- Work instructions
- A) Translate this sentence from the leishmaniasis text into Spanish: "It is caused by the protozoan Leishmania, transmitted through the bite of a sandfly."
- B) Extend the leishmaniasis text with a few sentences that pick up after its final one.

- Document text
▼▼▼
Leishmaniasis is a parasitic disease that affects up to 1 million people worldwide each year. It is caused by the protozoan Leishmania, transmitted through the bite of a sandfly. Once inside its host—human or animal—the parasite settles in immune cells called macrophages and multiplies within small bubble-like structures known as parasitophorous vacuoles.

To replicate, Leishmania needs lipids—essential molecules for many cellular functions. Contrary to previous beliefs, the amastigote form of the parasite, which multiplies in humans, does not produce its own lipids. Instead, it must extract them directly from the host cell.

This discovery, made by the team of Professor Albert Descoteaux at Institut national de la recherche scientifique (INRS), was recently in PLOS Pathogens.
▲▲▲
- Information shown
▼▼▼
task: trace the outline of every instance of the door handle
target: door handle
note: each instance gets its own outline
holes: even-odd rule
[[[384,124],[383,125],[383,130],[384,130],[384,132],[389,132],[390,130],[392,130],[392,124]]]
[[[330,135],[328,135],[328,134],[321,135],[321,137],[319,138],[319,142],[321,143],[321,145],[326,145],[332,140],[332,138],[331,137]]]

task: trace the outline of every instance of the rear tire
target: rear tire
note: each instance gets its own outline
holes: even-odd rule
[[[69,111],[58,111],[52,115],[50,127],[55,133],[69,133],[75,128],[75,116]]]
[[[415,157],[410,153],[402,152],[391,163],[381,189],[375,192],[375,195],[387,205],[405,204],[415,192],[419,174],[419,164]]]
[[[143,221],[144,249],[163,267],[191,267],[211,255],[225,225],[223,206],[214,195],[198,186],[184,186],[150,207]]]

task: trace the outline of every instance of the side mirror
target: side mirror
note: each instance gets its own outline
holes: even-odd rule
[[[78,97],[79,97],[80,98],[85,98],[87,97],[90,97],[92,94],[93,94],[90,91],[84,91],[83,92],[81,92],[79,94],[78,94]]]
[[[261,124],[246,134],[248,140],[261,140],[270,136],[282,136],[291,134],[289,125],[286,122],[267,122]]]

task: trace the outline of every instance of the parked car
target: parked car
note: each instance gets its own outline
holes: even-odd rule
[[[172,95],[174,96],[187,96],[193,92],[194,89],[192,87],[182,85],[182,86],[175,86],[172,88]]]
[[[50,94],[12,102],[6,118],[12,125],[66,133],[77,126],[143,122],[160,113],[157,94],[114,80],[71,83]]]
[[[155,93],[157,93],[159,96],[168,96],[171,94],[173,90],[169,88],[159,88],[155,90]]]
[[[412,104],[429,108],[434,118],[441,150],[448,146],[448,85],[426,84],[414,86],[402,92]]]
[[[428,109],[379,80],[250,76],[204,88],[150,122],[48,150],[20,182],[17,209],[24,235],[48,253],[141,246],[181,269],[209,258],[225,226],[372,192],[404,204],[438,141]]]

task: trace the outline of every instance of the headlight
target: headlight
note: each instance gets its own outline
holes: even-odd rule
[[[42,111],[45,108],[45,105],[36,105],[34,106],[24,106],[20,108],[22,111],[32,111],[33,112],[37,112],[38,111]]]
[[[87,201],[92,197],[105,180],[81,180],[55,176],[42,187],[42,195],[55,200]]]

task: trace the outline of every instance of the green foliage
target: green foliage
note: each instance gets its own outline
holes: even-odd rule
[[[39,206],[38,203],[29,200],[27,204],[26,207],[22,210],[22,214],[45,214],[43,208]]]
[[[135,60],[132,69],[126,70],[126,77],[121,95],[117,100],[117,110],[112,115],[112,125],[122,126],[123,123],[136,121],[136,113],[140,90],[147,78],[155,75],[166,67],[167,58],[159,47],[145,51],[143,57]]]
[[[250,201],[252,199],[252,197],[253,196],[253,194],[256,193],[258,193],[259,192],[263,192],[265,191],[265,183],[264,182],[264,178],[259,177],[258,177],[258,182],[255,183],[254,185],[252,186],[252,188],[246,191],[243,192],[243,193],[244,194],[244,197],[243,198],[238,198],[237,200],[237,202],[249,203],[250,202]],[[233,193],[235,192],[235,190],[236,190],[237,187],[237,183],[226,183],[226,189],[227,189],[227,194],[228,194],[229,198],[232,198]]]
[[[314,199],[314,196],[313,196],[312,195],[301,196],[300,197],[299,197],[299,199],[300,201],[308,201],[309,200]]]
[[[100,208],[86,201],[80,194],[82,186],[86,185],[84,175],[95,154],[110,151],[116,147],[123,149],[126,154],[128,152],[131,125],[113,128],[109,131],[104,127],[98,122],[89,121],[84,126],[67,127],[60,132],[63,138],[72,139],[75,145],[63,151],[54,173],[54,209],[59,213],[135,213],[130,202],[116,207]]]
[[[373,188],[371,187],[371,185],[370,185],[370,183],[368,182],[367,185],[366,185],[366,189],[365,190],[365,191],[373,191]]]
▲▲▲
- Solved problems
- A) Es causada por el protozoo Leishmania, transmitido por la picadura de un flebótomo.

- B)
A host protein hijacked for parasitic purposes

As part of her Ph.D. research at INRS, Ilona Gdovinova uncovered a key mechanism by which Leishmania acquires a class of lipids known as sphingolipids. She demonstrated that the parasite hijacks a host macrophage protein called VAPA, which normally facilitates lipid transport between cellular compartments.

By observing infected macrophages, the team found that VAPA accumulates around the vacuoles containing the parasite. When this protein is blocked, the vacuole can no longer expand, and the parasite stops multiplying.

"The parasite uses VAPA as a bridge to channel the lipids it needs. It even disrupts the protein's normal interactions to better exploit it," explains Ilona Gdovinova, doctoral student in virology and immunology at INRS and first author of the study.

"This discovery highlights how finely parasites can manipulate cellular functions to ensure their survival," she adds.

The team, based at the INRS Armand-Frappier Santé Biotechnologie Research Centre, also found that VAPA helps the parasite transport a key virulence molecule to another part of the host cell. This shows that the protein plays a crucial role in two-way exchanges between the parasite and its host.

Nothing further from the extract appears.